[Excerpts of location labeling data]
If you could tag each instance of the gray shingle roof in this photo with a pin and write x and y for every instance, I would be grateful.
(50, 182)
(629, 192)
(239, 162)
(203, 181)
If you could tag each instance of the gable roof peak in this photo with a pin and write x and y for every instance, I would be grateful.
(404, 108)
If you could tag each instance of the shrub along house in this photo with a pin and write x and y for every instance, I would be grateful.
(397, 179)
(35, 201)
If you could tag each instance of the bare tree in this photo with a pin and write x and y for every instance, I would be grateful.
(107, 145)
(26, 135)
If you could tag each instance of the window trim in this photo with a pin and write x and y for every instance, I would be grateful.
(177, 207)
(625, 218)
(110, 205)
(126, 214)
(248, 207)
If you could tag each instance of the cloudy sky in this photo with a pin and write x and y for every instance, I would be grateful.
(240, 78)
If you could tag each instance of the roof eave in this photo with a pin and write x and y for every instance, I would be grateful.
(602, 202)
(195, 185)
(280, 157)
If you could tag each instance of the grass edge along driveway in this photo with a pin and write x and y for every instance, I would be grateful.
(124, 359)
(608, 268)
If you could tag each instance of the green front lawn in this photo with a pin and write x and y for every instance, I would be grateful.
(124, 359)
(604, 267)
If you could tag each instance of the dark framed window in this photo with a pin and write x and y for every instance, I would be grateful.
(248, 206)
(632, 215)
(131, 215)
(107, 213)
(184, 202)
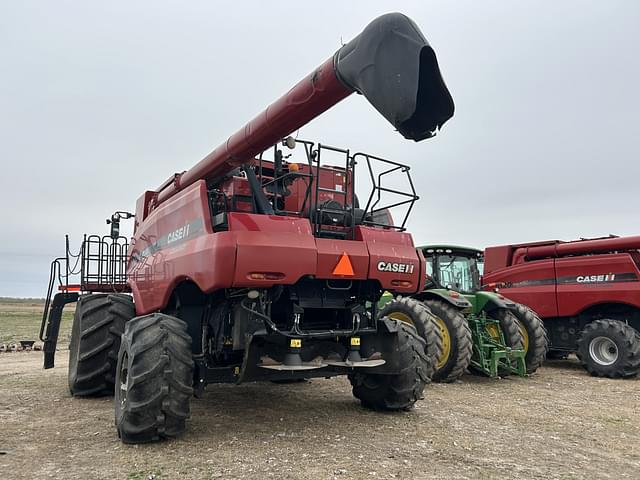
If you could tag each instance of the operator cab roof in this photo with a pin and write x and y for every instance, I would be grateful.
(467, 251)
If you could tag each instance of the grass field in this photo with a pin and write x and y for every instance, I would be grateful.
(20, 320)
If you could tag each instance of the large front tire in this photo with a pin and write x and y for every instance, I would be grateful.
(98, 323)
(610, 348)
(417, 314)
(457, 342)
(534, 335)
(400, 391)
(154, 379)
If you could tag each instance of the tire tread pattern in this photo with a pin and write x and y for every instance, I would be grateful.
(538, 344)
(627, 339)
(99, 322)
(160, 379)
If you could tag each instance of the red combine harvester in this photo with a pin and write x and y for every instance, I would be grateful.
(244, 268)
(586, 291)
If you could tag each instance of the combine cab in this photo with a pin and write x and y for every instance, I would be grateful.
(251, 268)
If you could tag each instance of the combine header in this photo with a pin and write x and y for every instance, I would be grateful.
(246, 268)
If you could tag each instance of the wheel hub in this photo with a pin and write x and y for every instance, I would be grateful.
(603, 351)
(446, 343)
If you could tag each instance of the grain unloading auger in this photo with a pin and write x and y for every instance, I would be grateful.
(243, 268)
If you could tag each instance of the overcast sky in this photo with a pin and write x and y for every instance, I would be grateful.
(102, 100)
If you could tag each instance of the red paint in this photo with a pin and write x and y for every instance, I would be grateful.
(280, 247)
(310, 97)
(562, 279)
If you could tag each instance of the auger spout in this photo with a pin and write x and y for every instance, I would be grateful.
(390, 63)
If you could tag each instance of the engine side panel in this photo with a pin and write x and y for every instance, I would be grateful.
(595, 279)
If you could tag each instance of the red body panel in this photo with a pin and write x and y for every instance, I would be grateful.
(177, 242)
(562, 279)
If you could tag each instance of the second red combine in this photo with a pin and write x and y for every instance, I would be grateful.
(244, 268)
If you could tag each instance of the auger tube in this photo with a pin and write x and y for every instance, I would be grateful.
(390, 63)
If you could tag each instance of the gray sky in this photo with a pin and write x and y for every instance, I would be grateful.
(102, 100)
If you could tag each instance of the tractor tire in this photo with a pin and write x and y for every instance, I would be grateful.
(457, 344)
(95, 340)
(510, 330)
(401, 391)
(534, 337)
(416, 313)
(154, 379)
(610, 348)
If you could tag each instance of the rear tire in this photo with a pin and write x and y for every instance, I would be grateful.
(95, 340)
(415, 313)
(457, 343)
(154, 379)
(610, 348)
(534, 335)
(400, 391)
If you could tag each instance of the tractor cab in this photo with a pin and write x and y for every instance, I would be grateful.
(453, 268)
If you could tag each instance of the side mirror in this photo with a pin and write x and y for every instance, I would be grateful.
(114, 221)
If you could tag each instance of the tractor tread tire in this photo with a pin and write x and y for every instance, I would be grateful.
(400, 391)
(461, 341)
(98, 324)
(423, 322)
(626, 338)
(159, 379)
(538, 339)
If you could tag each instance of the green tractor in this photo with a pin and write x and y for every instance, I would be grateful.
(481, 330)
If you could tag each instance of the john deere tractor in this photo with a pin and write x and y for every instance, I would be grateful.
(481, 330)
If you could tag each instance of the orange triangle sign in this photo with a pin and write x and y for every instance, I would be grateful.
(344, 266)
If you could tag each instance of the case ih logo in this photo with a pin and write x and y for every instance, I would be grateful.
(611, 277)
(395, 267)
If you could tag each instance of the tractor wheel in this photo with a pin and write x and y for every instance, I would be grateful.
(401, 391)
(534, 337)
(154, 379)
(510, 330)
(457, 344)
(417, 314)
(95, 339)
(610, 348)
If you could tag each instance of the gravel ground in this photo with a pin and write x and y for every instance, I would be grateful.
(561, 423)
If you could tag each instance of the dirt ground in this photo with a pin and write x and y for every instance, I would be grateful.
(561, 423)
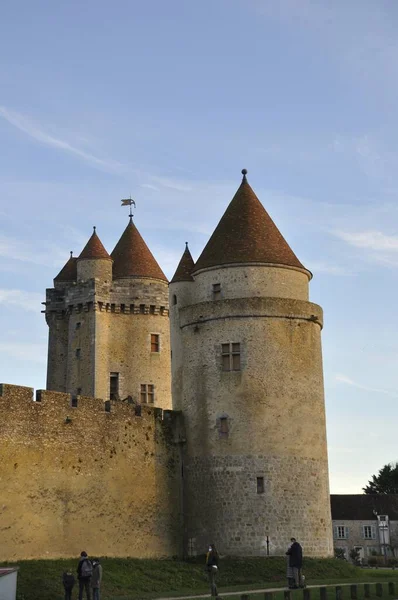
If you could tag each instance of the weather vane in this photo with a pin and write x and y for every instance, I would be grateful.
(129, 202)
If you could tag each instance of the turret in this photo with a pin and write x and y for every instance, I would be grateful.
(94, 261)
(247, 363)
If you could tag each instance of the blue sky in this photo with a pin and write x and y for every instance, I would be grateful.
(168, 101)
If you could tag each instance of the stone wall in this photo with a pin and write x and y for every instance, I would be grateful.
(74, 478)
(274, 429)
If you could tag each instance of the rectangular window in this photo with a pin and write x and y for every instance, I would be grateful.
(154, 342)
(114, 386)
(230, 356)
(341, 532)
(223, 425)
(147, 393)
(369, 532)
(216, 291)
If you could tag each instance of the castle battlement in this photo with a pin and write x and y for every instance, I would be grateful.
(66, 408)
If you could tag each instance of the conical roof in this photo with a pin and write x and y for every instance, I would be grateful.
(246, 234)
(68, 271)
(94, 248)
(185, 267)
(132, 257)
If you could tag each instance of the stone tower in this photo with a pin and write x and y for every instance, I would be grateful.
(108, 318)
(247, 374)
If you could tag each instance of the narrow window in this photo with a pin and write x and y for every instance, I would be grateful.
(224, 425)
(143, 393)
(147, 393)
(151, 393)
(216, 291)
(114, 386)
(154, 342)
(260, 485)
(230, 354)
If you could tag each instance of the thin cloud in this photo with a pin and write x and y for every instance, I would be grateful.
(373, 240)
(30, 301)
(25, 125)
(348, 381)
(24, 351)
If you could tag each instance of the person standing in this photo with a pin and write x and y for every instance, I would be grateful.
(96, 578)
(84, 572)
(295, 563)
(212, 569)
(68, 581)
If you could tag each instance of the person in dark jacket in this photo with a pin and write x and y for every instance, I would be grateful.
(295, 554)
(68, 581)
(96, 579)
(212, 569)
(84, 572)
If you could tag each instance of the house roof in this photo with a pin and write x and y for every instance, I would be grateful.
(132, 257)
(246, 234)
(360, 507)
(185, 267)
(94, 248)
(68, 271)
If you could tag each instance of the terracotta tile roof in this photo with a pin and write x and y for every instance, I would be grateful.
(185, 267)
(132, 257)
(246, 234)
(68, 271)
(94, 248)
(360, 507)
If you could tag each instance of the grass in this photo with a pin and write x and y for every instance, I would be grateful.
(132, 579)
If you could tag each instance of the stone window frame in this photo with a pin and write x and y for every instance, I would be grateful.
(231, 356)
(341, 532)
(147, 393)
(216, 291)
(369, 529)
(154, 339)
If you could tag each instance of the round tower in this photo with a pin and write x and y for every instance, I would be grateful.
(249, 379)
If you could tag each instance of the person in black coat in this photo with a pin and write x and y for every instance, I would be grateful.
(295, 554)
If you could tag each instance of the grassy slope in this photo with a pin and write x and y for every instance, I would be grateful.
(128, 578)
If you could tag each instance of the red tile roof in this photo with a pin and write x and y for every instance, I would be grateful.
(246, 234)
(94, 248)
(68, 271)
(185, 267)
(132, 257)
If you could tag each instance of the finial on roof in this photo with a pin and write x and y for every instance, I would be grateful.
(129, 202)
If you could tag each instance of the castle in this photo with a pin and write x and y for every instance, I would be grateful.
(175, 414)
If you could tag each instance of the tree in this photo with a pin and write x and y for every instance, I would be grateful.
(385, 482)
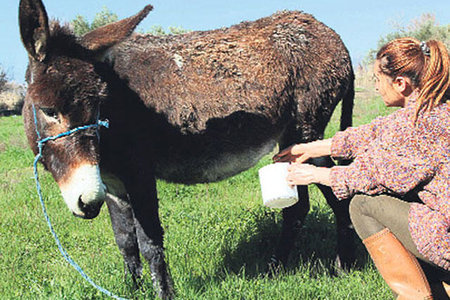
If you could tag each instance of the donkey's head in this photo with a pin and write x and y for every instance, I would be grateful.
(65, 90)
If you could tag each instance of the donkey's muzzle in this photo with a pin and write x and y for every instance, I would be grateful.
(89, 211)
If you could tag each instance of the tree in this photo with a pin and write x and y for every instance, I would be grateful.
(104, 17)
(3, 79)
(159, 30)
(424, 28)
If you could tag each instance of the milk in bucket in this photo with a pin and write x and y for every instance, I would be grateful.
(276, 192)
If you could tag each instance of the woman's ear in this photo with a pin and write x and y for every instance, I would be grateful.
(402, 85)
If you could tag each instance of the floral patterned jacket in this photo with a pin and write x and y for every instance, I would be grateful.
(394, 155)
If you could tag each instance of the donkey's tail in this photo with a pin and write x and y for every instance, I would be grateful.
(347, 103)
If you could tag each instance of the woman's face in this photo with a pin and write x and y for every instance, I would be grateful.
(388, 88)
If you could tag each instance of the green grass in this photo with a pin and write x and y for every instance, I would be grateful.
(218, 238)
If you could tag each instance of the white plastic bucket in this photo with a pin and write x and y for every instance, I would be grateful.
(276, 192)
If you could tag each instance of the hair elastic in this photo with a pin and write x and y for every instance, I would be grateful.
(425, 49)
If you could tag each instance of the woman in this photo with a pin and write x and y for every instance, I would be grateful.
(395, 158)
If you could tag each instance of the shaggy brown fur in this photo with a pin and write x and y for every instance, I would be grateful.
(191, 108)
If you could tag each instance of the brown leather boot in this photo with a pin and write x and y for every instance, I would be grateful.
(398, 267)
(441, 290)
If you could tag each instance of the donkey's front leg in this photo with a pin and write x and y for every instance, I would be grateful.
(122, 220)
(150, 238)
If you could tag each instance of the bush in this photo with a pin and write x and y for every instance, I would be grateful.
(425, 28)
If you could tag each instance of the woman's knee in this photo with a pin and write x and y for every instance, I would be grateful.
(357, 207)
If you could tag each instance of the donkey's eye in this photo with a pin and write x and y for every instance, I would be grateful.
(50, 112)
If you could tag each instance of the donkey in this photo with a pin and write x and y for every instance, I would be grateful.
(192, 108)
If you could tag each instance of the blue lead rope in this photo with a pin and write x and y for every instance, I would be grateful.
(41, 142)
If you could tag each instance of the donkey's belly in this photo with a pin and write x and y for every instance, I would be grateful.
(212, 167)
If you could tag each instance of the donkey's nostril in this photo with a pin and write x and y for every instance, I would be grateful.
(90, 211)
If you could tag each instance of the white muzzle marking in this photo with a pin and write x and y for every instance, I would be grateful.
(85, 185)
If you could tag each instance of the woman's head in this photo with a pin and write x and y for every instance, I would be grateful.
(423, 66)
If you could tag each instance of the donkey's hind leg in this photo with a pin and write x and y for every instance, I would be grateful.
(293, 219)
(123, 225)
(345, 244)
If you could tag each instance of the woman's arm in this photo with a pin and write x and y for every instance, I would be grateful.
(304, 174)
(302, 152)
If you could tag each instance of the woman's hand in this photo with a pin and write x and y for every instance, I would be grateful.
(300, 153)
(304, 174)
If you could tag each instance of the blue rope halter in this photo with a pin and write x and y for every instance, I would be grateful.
(41, 143)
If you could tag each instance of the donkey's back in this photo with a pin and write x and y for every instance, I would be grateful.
(264, 67)
(226, 97)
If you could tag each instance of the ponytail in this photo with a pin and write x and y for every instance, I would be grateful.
(427, 65)
(436, 78)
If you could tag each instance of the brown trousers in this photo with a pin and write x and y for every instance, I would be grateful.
(371, 214)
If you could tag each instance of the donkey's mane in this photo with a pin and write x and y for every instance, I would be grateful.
(65, 42)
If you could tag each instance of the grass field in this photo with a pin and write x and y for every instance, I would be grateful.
(218, 238)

**Required task**.
Repeat exactly, and only, the lines from the line containing "If you could tag each instance of the woman's arm" through the last line of the records above, both included.

**Answer for the task**.
If you could tag each instance of the woman's arm in this photo with a pin and write x and y for every instance, I would be grateful.
(304, 174)
(302, 152)
If you could tag each instance of the woman's hand in this photo with a pin and write x and y for every instance, I would be grateful.
(300, 153)
(304, 174)
If you could tag each instance of the blue rope halter in this photo with a pin and write x and y for every instance, I would be grateful.
(41, 143)
If you could tag each instance of the donkey's back in this photo with a pin and write x and y for every instance, I would be grateful.
(264, 67)
(226, 97)
If you could tag each instance of the ponytail in this photo with a pin and write x and y for every instance, I would be grateful.
(427, 65)
(436, 78)
If you could tag each instance of the brown trousers in this photo with a pin and write x and y for every instance, I would be grateful.
(371, 214)
If you could tag each instance of the donkey's mane in this photo with a pin and write x and y for every instance, I would be grateful.
(65, 42)
If you could tag each instance of the grass field in this photo with a pin and write x and y for every instance, I would be grateful.
(218, 238)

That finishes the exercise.